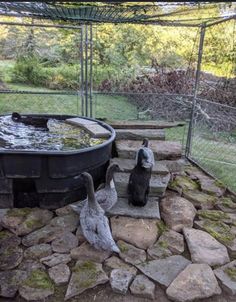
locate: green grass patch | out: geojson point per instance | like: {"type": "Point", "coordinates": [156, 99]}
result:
{"type": "Point", "coordinates": [104, 105]}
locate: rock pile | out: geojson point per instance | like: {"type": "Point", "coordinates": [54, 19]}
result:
{"type": "Point", "coordinates": [190, 253]}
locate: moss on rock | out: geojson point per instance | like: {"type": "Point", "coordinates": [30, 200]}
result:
☆ ☆ ☆ ☆
**What you will do**
Since the pictures are not wanted, copy only the text of the records above, exactly.

**Problem solution**
locate: green grass patch | out: geojson point per instance | like: {"type": "Point", "coordinates": [156, 99]}
result:
{"type": "Point", "coordinates": [104, 105]}
locate: rock pile | out: geojson point per instance | like: {"type": "Point", "coordinates": [54, 19]}
result:
{"type": "Point", "coordinates": [190, 253]}
locate: moss on rock | out: geojson point per instance | like: {"type": "Point", "coordinates": [30, 200]}
result:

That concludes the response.